((
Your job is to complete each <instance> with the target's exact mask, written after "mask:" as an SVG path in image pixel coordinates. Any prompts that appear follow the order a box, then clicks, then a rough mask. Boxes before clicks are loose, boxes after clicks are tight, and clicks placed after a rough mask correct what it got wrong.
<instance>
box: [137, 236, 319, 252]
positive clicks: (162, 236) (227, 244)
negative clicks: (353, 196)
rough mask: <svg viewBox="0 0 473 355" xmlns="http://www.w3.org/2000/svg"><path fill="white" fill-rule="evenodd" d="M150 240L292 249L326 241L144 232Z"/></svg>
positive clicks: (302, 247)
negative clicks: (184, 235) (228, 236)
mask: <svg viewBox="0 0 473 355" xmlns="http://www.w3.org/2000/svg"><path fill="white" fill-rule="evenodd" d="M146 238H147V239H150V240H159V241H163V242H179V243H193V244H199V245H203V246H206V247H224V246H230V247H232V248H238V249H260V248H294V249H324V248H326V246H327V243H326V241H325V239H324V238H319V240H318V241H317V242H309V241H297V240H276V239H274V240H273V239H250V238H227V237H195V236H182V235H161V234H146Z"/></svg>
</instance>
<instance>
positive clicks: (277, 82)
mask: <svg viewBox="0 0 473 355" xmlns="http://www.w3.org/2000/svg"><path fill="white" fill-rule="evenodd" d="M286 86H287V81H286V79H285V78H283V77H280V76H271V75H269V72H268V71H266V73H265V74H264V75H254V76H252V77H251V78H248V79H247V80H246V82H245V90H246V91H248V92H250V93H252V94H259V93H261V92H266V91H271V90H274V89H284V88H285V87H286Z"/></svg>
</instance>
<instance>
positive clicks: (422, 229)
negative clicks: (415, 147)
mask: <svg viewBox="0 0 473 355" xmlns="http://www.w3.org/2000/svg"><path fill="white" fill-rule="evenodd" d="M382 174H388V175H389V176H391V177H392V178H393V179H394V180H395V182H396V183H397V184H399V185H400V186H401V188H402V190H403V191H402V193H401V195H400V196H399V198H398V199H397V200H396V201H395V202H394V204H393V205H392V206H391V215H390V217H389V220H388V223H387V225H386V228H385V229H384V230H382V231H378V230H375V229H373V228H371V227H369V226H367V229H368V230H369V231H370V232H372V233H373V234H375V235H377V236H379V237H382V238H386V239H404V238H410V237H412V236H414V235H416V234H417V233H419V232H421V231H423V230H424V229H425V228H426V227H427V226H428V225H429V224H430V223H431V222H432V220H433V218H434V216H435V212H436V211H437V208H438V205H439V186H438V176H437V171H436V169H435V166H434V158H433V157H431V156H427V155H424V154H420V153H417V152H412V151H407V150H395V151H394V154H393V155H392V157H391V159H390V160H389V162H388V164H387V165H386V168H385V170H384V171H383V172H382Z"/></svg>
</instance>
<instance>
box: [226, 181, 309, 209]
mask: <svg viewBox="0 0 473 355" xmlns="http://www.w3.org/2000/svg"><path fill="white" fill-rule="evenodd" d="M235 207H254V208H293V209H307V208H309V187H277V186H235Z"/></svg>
))
▶ WHAT TO WORK ON: Reproduce the lines above in full, replacing "negative clicks" with "background clicks" everywhere it occurs and keeping all other text unchanged.

▶ REPLY TO THE EXERCISE:
Your job is to complete each <instance> with the target's exact mask, written after "mask:" as an SVG path in image pixel coordinates. Any prompts that appear follow the order a box, then clicks, then a rough mask. Boxes before clicks are loose, boxes after clicks are tight, and clicks placed after a rough mask correct what it got wrong.
<instance>
box: [137, 236, 319, 252]
positive clicks: (162, 236) (227, 244)
background clicks: (353, 196)
rough mask: <svg viewBox="0 0 473 355" xmlns="http://www.w3.org/2000/svg"><path fill="white" fill-rule="evenodd" d="M150 240L292 249L326 241L144 232Z"/></svg>
positive clicks: (302, 247)
background clicks: (184, 235) (228, 236)
mask: <svg viewBox="0 0 473 355" xmlns="http://www.w3.org/2000/svg"><path fill="white" fill-rule="evenodd" d="M146 238H147V239H150V240H159V241H163V242H179V243H193V244H199V245H203V246H206V247H224V246H230V247H232V248H238V249H260V248H294V249H324V248H326V246H327V243H326V241H325V239H324V238H319V240H318V241H317V242H309V241H297V240H276V239H274V240H273V239H250V238H227V237H195V236H182V235H161V234H146Z"/></svg>
</instance>
<instance>
positive clicks: (277, 82)
mask: <svg viewBox="0 0 473 355" xmlns="http://www.w3.org/2000/svg"><path fill="white" fill-rule="evenodd" d="M286 86H287V81H286V79H285V78H283V77H280V76H271V75H269V72H268V71H266V73H265V74H264V75H254V76H252V77H251V78H248V79H247V80H246V82H245V90H246V91H248V92H250V93H252V94H259V93H261V92H266V91H271V90H274V89H284V88H285V87H286Z"/></svg>
</instance>
<instance>
positive clicks: (422, 229)
background clicks: (415, 147)
mask: <svg viewBox="0 0 473 355" xmlns="http://www.w3.org/2000/svg"><path fill="white" fill-rule="evenodd" d="M382 174H388V175H389V176H391V177H392V178H393V179H394V180H395V182H396V183H397V184H399V185H400V186H401V188H402V190H403V191H402V193H401V195H400V196H399V198H398V199H397V200H396V201H395V202H394V204H393V205H392V206H391V215H390V217H389V220H388V223H387V225H386V228H385V229H384V230H382V231H378V230H375V229H373V228H371V227H369V226H367V229H368V230H369V231H370V232H372V233H373V234H375V235H377V236H379V237H382V238H386V239H404V238H410V237H412V236H414V235H416V234H417V233H419V232H421V231H423V230H424V229H425V228H426V227H427V226H428V225H429V224H430V223H431V222H432V220H433V218H434V216H435V212H436V211H437V208H438V205H439V186H438V176H437V171H436V169H435V166H434V158H433V157H431V156H427V155H424V154H420V153H417V152H412V151H407V150H395V151H394V154H393V155H392V157H391V159H390V160H389V162H388V164H387V165H386V168H385V170H384V171H383V172H382Z"/></svg>
</instance>
<instance>
box: [226, 181, 309, 209]
mask: <svg viewBox="0 0 473 355" xmlns="http://www.w3.org/2000/svg"><path fill="white" fill-rule="evenodd" d="M235 207H254V208H293V209H307V208H309V187H277V186H235Z"/></svg>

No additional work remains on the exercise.